**REQUIRED WORK**
Copy out the material that starts at the line containing "Target: white hat" and ends at the line containing "(339, 1517)", including both of those lines.

------------------------------------------------------------------------

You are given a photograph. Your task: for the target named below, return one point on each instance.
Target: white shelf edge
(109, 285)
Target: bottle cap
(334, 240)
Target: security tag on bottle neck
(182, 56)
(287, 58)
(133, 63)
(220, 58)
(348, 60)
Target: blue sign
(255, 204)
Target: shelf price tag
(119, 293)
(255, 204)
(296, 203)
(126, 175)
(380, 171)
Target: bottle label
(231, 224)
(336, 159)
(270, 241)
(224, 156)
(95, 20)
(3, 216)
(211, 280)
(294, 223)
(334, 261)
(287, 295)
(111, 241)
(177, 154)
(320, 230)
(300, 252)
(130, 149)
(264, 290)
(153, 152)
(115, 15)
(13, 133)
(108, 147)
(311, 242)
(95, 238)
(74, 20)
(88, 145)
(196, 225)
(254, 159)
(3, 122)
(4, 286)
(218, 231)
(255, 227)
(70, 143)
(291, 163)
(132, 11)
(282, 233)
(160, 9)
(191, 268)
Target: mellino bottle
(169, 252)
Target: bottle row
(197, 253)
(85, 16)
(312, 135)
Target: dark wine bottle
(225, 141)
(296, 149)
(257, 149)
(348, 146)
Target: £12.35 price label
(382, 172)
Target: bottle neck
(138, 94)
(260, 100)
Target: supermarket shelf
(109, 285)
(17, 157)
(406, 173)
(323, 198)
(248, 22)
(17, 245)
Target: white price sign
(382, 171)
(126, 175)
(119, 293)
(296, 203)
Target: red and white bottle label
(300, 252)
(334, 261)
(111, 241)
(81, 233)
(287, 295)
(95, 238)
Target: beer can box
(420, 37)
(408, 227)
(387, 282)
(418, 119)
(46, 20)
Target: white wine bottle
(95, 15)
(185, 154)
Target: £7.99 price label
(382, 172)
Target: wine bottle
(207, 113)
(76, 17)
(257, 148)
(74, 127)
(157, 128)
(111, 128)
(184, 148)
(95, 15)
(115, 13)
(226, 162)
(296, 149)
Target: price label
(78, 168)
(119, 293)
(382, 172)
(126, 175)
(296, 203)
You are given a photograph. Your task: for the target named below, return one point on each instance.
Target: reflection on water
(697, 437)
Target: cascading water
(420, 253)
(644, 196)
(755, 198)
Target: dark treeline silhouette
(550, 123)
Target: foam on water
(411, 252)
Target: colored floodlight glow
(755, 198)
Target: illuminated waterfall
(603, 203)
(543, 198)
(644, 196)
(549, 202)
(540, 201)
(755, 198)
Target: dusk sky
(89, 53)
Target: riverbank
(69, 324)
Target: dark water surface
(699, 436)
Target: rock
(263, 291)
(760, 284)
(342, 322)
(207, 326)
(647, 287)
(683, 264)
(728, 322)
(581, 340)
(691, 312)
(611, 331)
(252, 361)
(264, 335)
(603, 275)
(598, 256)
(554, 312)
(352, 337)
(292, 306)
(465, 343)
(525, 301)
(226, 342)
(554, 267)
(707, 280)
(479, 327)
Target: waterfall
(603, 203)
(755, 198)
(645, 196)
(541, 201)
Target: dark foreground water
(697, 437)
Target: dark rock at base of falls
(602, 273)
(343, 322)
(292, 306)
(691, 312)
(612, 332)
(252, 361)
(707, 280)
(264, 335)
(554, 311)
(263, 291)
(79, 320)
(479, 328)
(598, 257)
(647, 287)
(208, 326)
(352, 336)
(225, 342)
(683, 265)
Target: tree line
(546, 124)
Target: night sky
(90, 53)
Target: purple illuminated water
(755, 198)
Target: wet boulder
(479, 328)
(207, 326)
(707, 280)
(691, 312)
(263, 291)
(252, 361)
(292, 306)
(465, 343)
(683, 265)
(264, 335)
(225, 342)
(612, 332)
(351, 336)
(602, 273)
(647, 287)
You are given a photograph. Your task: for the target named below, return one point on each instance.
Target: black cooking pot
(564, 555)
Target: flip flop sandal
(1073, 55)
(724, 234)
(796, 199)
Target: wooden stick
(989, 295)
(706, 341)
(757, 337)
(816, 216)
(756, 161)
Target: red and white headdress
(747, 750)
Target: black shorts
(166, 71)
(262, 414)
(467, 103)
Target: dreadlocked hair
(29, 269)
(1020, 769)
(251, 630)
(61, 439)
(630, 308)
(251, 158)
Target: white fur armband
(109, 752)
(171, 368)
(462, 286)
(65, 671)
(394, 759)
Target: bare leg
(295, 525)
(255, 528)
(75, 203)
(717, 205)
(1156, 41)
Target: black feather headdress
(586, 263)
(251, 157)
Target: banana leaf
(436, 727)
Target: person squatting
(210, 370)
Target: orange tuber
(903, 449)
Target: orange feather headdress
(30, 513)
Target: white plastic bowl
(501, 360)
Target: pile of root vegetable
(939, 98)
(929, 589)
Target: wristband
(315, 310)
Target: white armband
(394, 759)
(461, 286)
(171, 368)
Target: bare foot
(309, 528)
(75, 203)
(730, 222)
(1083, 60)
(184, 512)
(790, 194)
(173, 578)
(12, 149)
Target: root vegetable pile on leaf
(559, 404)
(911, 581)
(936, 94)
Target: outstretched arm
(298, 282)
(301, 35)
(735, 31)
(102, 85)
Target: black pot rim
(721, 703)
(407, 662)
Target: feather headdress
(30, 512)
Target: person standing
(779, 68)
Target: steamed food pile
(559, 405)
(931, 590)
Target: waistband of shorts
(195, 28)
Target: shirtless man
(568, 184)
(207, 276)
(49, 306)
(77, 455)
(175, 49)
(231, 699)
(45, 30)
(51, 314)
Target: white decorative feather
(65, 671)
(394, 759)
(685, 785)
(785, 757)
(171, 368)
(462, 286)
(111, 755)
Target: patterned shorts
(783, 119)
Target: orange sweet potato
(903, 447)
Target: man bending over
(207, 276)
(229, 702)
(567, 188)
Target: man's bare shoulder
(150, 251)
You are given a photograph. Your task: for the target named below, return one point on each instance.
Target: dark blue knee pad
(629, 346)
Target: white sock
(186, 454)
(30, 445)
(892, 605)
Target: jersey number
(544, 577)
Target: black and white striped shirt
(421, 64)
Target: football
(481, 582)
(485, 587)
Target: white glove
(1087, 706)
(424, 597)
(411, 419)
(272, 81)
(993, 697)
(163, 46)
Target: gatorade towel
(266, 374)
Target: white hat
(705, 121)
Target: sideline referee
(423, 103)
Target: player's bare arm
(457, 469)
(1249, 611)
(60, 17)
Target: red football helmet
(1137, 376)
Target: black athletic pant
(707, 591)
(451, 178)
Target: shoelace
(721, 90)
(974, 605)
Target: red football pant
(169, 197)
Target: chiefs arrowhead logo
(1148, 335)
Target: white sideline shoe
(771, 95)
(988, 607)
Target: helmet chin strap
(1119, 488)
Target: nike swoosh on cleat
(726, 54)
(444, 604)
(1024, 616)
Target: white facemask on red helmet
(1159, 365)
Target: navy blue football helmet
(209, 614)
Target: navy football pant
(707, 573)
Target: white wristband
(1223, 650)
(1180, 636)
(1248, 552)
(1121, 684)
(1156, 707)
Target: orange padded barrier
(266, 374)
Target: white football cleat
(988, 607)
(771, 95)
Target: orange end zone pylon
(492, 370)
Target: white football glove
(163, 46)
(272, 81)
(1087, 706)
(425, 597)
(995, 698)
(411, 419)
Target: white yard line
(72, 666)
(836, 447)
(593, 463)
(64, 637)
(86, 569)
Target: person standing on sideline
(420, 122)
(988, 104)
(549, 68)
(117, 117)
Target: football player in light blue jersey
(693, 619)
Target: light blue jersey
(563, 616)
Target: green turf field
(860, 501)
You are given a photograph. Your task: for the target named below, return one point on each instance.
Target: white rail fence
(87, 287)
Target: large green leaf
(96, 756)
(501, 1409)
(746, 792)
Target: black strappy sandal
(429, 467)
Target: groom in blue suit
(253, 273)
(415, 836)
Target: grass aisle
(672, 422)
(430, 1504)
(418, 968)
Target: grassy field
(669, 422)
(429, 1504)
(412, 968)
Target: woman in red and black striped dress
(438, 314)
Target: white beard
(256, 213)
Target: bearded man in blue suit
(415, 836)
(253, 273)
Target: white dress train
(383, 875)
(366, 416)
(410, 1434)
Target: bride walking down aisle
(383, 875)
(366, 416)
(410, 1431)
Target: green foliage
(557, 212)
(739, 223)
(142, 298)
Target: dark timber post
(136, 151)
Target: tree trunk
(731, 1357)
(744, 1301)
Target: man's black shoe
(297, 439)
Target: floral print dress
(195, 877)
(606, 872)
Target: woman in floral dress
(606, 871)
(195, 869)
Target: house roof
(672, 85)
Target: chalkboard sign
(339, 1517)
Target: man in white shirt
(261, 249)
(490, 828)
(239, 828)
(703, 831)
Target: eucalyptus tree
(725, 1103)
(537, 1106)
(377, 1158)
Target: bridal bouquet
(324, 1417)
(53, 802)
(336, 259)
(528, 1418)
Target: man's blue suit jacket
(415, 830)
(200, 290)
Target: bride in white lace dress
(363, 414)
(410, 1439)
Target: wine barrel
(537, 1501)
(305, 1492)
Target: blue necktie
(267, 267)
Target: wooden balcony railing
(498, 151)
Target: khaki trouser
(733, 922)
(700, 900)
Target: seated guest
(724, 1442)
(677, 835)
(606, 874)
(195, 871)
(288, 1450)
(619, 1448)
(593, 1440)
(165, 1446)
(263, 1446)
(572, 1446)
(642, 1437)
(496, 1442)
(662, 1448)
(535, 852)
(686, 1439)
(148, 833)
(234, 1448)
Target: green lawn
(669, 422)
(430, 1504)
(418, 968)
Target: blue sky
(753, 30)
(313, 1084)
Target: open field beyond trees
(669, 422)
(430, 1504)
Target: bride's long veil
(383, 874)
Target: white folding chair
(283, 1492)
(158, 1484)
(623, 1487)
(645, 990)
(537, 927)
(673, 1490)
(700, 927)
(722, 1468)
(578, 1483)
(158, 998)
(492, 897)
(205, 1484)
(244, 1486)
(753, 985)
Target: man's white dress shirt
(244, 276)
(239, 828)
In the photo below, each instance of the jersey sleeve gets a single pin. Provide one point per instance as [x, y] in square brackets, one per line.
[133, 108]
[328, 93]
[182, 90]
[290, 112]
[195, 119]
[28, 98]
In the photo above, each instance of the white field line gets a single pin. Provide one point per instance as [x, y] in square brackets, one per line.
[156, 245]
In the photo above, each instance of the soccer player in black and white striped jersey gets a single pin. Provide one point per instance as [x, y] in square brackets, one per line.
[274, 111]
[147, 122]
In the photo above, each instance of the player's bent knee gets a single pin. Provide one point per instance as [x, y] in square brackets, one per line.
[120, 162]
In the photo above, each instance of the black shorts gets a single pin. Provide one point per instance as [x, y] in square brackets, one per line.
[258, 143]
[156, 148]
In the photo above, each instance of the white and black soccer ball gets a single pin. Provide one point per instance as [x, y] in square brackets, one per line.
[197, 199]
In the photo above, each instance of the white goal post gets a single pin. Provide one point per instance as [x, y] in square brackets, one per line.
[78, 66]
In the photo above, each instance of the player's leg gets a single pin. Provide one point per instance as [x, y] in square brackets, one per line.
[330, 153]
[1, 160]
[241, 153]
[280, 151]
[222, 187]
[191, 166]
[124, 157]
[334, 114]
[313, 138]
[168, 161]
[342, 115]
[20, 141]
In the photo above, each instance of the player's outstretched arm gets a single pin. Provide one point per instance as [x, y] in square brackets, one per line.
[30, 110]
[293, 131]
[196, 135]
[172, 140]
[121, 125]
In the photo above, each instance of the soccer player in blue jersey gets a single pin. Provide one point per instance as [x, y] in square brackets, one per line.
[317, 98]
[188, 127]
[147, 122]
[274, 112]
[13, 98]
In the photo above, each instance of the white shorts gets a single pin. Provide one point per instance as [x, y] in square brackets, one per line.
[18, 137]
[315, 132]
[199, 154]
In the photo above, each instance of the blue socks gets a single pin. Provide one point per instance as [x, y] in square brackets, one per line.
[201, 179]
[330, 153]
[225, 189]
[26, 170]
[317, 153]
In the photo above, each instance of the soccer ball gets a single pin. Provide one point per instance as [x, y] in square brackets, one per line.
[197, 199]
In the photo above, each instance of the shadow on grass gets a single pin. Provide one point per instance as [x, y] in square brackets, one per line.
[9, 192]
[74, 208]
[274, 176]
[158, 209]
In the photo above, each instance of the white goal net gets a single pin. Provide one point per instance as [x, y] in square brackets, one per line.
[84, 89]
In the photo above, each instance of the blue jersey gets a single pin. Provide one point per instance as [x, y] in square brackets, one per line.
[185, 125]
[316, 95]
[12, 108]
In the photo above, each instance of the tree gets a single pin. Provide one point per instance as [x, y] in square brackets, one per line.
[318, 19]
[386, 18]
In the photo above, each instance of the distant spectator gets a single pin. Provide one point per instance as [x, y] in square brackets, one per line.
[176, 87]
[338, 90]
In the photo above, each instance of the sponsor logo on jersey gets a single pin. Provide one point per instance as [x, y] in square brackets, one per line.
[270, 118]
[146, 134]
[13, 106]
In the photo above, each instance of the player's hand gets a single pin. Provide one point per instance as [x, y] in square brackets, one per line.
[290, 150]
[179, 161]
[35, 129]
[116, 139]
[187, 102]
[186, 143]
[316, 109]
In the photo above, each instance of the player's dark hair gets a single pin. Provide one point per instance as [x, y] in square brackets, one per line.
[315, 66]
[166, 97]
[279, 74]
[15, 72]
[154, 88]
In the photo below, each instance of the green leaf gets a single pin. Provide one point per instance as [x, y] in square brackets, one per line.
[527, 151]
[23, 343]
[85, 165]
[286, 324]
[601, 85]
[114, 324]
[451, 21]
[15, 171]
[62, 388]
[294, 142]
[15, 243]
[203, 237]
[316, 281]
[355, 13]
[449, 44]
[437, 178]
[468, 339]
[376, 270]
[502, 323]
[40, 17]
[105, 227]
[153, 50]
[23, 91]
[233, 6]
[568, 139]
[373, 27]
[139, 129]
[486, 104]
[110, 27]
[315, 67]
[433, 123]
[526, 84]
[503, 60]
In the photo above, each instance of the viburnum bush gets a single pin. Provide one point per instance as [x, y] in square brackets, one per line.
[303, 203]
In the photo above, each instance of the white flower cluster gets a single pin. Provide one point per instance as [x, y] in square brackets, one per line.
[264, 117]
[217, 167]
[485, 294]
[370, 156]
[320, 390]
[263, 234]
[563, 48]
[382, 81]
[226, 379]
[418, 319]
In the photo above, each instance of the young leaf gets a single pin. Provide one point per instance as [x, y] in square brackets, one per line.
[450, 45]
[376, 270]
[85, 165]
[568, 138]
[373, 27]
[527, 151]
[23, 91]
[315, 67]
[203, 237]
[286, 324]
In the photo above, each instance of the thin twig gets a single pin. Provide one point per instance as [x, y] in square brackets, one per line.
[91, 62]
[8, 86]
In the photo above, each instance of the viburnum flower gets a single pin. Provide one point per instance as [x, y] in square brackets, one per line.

------------------------------------------------------------------------

**ANSWER TO THE TASK**
Target: white hat
(705, 121)
Target: sideline referee
(423, 103)
Target: player's bare arm
(457, 469)
(1249, 611)
(60, 17)
Target: red football helmet
(1137, 376)
Target: black athletic pant
(707, 591)
(451, 178)
Target: shoelace
(721, 90)
(974, 605)
Target: red football pant
(169, 197)
Target: chiefs arrowhead logo
(1148, 335)
Target: white sideline shoe
(771, 95)
(988, 607)
Target: helmet chin strap
(1119, 488)
Target: nike swoosh on cleat
(726, 54)
(444, 604)
(1024, 616)
Target: white facemask on red helmet
(1159, 365)
Target: navy blue football helmet
(209, 614)
Target: navy football pant
(707, 573)
Target: white wristband
(1223, 650)
(1180, 636)
(1248, 552)
(1121, 684)
(1156, 707)
Target: orange padded barrier
(266, 374)
Target: white football cleat
(988, 607)
(771, 95)
Target: orange end zone pylon
(492, 370)
Target: white football glove
(163, 46)
(272, 81)
(1087, 706)
(425, 597)
(995, 698)
(411, 419)
Target: white yard line
(72, 666)
(836, 447)
(593, 463)
(64, 637)
(86, 569)
Target: person standing on sideline
(420, 122)
(988, 104)
(549, 68)
(117, 117)
Target: football player in light blue jersey
(693, 619)
Target: light blue jersey
(563, 616)
Target: green turf field
(860, 501)
You are given a photograph. Your task: for the target named below, return one point on each instance.
Target: white rail fence
(87, 287)
Target: large green leaf
(96, 756)
(501, 1409)
(746, 792)
Target: black strappy sandal
(429, 467)
Target: groom in blue suit
(253, 273)
(415, 836)
Target: grass aisle
(672, 422)
(430, 1504)
(418, 968)
Target: grassy field
(669, 422)
(429, 1504)
(412, 968)
Target: woman in red and black striped dress
(438, 314)
Target: white beard
(256, 213)
Target: bearded man in blue suit
(415, 836)
(253, 273)
Target: white dress train
(383, 875)
(366, 416)
(410, 1434)
Target: bride walking down aisle
(383, 875)
(366, 416)
(410, 1431)
Target: green foliage
(557, 212)
(739, 223)
(142, 298)
Target: dark timber post
(136, 151)
Target: tree trunk
(731, 1357)
(744, 1301)
Target: man's black shoe
(297, 439)
Target: floral print dress
(195, 877)
(606, 872)
Target: woman in floral dress
(606, 871)
(195, 869)
Target: house roof
(672, 85)
Target: chalkboard sign
(339, 1517)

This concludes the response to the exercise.